EXERCISE INSTRUCTIONS → Your output should be every line below, copied exactly.

[Stored records]
- - - -

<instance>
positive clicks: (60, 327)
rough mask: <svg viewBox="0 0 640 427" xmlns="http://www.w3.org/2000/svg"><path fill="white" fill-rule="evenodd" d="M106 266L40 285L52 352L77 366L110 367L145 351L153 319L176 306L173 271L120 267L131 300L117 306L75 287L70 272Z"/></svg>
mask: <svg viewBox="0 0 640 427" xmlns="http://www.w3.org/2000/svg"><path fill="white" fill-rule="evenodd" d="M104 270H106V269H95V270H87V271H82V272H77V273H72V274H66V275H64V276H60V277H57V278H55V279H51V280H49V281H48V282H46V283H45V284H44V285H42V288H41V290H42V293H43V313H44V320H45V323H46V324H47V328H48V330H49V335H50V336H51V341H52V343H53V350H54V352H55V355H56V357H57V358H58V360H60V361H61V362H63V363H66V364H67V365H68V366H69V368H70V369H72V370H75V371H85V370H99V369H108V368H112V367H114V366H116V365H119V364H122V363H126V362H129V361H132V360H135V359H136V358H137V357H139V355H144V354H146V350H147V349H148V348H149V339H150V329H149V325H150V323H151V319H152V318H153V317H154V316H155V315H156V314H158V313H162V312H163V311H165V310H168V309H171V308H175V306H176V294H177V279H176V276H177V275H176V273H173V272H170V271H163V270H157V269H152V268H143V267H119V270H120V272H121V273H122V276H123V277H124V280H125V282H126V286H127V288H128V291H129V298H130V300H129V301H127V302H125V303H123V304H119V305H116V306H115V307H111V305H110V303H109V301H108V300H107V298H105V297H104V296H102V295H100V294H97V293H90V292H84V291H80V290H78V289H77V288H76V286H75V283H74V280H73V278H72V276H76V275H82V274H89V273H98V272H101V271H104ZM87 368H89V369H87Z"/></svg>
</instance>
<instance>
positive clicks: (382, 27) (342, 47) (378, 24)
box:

- - - -

OUTPUT BELOW →
<instance>
positive clicks: (60, 327)
rough mask: <svg viewBox="0 0 640 427" xmlns="http://www.w3.org/2000/svg"><path fill="white" fill-rule="evenodd" d="M106 266L40 285L52 352L77 366L110 367L145 351L153 319L176 306L173 271L120 267L131 300L117 306L75 287L70 272Z"/></svg>
mask: <svg viewBox="0 0 640 427" xmlns="http://www.w3.org/2000/svg"><path fill="white" fill-rule="evenodd" d="M104 270H106V269H95V270H87V271H82V272H77V273H72V274H66V275H64V276H60V277H57V278H55V279H51V280H49V281H48V282H46V283H45V284H44V285H42V288H41V290H42V293H43V313H44V320H45V323H46V324H47V328H48V330H49V335H50V336H51V341H52V343H53V350H54V352H55V355H56V357H57V358H58V360H60V361H61V362H63V363H66V364H67V365H68V366H69V368H70V369H72V370H75V371H85V370H99V369H108V368H112V367H114V366H116V365H119V364H122V363H126V362H129V361H132V360H135V359H136V358H137V357H139V355H144V354H146V350H147V349H148V348H149V339H150V329H149V325H150V323H151V319H152V318H153V317H154V316H155V315H156V314H158V313H162V312H163V311H165V310H168V309H171V308H175V306H176V294H177V279H176V276H177V275H176V273H173V272H170V271H163V270H157V269H152V268H143V267H119V270H120V272H121V273H122V276H123V277H124V280H125V282H126V286H127V288H128V291H129V298H130V300H129V301H127V302H125V303H123V304H119V305H116V306H115V307H111V305H110V303H109V301H108V300H107V298H105V297H104V296H102V295H100V294H97V293H90V292H84V291H80V290H78V289H77V288H76V286H75V283H74V280H73V278H72V276H76V275H82V274H89V273H98V272H101V271H104ZM87 368H89V369H87Z"/></svg>
</instance>
<instance>
positive clicks: (382, 27) (342, 47) (378, 24)
box:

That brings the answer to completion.